## Point-based annotation data
..............................

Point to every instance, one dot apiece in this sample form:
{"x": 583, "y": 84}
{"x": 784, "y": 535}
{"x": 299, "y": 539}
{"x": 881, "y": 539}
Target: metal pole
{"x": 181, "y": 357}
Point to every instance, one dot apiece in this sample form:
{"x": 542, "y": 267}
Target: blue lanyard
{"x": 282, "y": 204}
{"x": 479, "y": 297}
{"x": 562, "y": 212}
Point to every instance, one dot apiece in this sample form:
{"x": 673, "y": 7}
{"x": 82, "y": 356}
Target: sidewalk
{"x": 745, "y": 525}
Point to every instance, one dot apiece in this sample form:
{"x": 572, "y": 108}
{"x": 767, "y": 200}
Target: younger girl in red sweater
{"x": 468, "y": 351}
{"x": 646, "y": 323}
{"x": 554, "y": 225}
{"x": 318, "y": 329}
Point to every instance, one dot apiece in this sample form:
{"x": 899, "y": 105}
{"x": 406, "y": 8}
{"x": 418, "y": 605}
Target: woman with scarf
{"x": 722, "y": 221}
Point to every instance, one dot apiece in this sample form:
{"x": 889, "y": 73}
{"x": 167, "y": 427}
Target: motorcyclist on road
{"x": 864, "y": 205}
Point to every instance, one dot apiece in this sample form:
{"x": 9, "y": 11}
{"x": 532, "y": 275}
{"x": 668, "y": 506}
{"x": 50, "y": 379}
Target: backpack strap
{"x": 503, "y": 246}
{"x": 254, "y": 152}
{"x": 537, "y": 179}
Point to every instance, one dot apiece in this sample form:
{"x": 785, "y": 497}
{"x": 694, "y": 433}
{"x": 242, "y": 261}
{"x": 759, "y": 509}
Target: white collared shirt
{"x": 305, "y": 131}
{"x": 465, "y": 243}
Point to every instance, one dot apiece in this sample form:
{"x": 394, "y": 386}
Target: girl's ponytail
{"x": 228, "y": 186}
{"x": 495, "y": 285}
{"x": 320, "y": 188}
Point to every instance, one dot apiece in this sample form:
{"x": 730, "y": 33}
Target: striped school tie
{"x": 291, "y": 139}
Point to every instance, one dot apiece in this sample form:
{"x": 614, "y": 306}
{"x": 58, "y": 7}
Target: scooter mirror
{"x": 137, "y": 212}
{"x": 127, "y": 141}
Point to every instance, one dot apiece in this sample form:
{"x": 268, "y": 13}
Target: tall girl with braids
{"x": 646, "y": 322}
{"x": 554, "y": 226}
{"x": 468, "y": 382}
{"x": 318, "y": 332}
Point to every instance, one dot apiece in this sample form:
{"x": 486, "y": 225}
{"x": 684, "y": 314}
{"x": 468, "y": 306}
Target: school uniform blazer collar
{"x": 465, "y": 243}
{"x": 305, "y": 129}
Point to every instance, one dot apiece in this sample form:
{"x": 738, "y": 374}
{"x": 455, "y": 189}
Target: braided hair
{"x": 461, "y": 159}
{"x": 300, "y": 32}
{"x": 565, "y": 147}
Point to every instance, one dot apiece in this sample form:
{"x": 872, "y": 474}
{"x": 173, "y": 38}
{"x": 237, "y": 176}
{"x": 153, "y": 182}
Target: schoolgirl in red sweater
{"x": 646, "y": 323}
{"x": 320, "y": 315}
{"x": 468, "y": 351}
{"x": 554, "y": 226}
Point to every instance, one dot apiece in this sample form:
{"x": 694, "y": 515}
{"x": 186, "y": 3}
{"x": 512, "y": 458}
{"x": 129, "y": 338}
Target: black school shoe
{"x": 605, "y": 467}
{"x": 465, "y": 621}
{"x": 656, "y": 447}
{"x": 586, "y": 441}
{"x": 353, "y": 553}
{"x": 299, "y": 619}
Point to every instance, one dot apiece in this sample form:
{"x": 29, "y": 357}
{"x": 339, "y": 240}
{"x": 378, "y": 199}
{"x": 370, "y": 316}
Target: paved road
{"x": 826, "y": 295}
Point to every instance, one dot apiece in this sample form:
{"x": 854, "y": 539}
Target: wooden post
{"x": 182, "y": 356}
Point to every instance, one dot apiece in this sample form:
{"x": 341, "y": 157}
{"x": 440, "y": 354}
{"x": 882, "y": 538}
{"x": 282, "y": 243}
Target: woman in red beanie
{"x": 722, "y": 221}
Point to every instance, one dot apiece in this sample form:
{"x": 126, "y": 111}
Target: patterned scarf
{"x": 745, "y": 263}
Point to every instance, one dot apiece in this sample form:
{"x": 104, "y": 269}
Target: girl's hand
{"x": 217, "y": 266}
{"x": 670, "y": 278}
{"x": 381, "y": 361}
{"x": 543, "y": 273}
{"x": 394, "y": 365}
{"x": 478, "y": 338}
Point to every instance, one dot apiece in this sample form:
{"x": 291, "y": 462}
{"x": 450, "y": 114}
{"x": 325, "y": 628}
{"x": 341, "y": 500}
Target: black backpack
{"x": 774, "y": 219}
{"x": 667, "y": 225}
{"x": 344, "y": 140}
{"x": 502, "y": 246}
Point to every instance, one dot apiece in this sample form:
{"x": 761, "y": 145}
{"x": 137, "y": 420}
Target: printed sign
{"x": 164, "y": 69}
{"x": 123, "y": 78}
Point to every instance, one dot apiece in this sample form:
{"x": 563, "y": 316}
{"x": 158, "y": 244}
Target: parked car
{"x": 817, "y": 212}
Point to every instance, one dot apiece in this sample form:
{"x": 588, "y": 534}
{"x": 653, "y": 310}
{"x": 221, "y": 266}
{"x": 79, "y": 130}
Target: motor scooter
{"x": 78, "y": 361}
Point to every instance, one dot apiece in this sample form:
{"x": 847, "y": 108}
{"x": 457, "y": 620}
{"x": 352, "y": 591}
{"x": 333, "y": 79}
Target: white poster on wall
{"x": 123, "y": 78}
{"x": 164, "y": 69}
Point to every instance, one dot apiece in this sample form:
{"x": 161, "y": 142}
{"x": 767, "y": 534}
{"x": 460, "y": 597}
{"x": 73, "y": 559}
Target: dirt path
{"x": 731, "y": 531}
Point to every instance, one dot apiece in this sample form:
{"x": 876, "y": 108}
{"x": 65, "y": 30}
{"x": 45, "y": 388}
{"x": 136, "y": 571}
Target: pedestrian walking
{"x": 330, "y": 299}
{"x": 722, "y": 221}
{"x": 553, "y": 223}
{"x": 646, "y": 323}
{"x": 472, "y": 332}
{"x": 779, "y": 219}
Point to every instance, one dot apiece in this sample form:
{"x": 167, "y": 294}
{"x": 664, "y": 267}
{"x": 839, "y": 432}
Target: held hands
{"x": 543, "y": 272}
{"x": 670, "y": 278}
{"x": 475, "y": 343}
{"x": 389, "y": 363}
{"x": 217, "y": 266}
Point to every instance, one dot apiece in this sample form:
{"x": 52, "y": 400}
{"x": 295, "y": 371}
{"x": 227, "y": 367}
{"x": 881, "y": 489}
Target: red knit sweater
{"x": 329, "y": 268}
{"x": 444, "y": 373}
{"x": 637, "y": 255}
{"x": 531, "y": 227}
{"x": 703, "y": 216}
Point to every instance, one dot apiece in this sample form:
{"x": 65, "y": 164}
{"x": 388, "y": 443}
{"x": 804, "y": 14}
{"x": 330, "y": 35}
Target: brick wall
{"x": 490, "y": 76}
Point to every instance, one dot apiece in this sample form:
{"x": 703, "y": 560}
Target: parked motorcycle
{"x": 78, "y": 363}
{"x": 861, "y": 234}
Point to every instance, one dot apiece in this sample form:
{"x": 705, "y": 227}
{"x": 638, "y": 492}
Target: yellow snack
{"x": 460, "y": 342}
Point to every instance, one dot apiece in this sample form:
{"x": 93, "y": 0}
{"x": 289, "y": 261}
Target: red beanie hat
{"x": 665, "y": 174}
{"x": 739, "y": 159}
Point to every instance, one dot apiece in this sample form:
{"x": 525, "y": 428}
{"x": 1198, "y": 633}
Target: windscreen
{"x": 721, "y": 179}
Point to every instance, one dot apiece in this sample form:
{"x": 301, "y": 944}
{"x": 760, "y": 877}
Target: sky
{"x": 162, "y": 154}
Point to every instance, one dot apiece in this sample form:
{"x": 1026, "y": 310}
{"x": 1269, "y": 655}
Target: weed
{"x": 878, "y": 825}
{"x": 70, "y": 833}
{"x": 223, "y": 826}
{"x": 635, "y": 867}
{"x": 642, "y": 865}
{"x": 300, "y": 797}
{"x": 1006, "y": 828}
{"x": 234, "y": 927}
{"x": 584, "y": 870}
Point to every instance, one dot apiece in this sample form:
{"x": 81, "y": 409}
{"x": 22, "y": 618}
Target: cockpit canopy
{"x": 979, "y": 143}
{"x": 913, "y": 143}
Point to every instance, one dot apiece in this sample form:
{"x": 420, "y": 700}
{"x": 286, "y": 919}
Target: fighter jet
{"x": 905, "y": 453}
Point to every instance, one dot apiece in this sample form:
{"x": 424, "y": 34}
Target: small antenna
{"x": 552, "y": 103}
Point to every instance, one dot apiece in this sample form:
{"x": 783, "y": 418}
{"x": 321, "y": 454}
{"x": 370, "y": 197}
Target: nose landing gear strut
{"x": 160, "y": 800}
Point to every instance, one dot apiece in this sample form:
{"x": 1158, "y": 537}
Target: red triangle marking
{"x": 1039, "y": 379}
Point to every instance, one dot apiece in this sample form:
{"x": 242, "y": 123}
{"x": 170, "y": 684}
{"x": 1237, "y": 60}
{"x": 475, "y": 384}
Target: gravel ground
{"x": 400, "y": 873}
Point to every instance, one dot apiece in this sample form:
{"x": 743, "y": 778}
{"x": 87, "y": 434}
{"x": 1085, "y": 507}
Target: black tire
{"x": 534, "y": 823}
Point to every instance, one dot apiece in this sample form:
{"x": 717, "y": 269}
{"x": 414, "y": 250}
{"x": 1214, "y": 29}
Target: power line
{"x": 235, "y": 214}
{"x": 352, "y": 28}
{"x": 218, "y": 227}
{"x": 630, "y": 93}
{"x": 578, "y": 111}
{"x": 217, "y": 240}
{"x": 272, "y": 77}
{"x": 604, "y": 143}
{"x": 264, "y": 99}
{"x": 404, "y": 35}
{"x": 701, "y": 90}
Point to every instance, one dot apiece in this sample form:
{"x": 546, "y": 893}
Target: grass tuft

..............................

## Exercise prompt
Give only the number of lines in the listing above that contain the string "white", counting matches with the same case only.

## Complete answer
2